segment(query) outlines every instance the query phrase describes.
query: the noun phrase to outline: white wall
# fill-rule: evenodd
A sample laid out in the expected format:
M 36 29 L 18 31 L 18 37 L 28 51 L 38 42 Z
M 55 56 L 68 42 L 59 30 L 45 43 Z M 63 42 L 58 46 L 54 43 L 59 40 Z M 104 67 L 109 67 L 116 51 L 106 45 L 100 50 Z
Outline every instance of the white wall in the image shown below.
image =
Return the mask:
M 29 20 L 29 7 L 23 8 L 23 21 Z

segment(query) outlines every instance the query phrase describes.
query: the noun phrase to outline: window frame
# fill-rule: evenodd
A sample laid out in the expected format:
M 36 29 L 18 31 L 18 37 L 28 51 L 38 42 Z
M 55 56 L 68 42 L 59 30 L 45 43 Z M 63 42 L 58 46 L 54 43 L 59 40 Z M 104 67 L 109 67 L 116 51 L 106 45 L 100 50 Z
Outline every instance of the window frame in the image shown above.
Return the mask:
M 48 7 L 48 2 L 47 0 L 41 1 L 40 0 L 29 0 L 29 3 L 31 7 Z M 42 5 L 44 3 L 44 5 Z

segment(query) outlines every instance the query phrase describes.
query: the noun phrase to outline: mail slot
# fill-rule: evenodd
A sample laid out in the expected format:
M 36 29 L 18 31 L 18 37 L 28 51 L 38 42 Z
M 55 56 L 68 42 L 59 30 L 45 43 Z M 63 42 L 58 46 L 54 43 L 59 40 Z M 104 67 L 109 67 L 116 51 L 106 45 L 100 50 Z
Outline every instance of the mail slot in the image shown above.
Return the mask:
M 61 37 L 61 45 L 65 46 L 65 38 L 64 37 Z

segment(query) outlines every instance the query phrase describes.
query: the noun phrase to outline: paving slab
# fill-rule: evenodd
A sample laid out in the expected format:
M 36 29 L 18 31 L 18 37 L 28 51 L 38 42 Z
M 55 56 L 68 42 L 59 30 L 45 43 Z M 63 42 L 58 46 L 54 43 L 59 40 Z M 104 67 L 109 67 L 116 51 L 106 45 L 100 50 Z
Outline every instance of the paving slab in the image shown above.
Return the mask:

- - - -

ACTION ITEM
Everything in the listing above should be duplicated exactly.

WORKED SOLUTION
segment(query) outlines every instance the query phrase describes.
query: the noun phrase to outline: white wall
# fill-rule: evenodd
A sample laid out in the expected format:
M 36 29 L 18 31 L 18 37 L 28 51 L 38 42 Z
M 55 56 L 68 42 L 59 30 L 45 43 Z M 63 42 L 58 46 L 54 43 L 59 40 Z M 104 67 L 109 67 L 116 51 L 106 45 L 100 50 Z
Outline every instance of the white wall in the image shown below.
image =
Return the mask:
M 29 20 L 29 7 L 23 8 L 23 21 Z

segment(query) outlines every instance the query phrase describes.
query: the noun phrase to outline: window frame
# fill-rule: evenodd
A sample laid out in the expected format:
M 36 29 L 18 31 L 18 37 L 28 51 L 38 42 Z
M 55 56 L 68 42 L 59 30 L 45 43 Z M 63 42 L 58 46 L 54 43 L 59 40 Z M 104 67 L 109 67 L 116 51 L 106 45 L 100 50 Z
Outline every instance of the window frame in the image shown above.
Return the mask:
M 48 7 L 48 2 L 47 0 L 41 1 L 40 0 L 29 0 L 29 3 L 31 7 Z M 42 5 L 44 3 L 44 5 Z

segment(query) outlines every instance the query phrase describes.
query: the noun phrase to outline: mail slot
# fill-rule: evenodd
A sample laid out in the expected format:
M 36 29 L 18 31 L 18 37 L 28 51 L 38 42 Z
M 55 56 L 68 42 L 59 30 L 45 43 Z M 63 42 L 58 46 L 54 43 L 59 40 Z M 104 67 L 109 67 L 116 51 L 106 45 L 100 50 Z
Outline every instance of the mail slot in the image shown above.
Return the mask:
M 61 37 L 61 45 L 65 46 L 65 38 L 64 37 Z

segment(query) outlines every instance the query phrase describes.
query: the noun phrase to outline: paving slab
# fill-rule: evenodd
A sample laid out in the expected format:
M 36 29 L 18 31 L 18 37 L 28 51 L 38 42 Z
M 55 56 L 68 42 L 59 30 L 45 43 Z M 63 42 L 58 46 L 54 43 L 59 40 Z M 104 67 L 109 67 L 116 51 L 106 45 L 100 50 Z
Outline every instance of the paving slab in the image shown above.
Return the mask:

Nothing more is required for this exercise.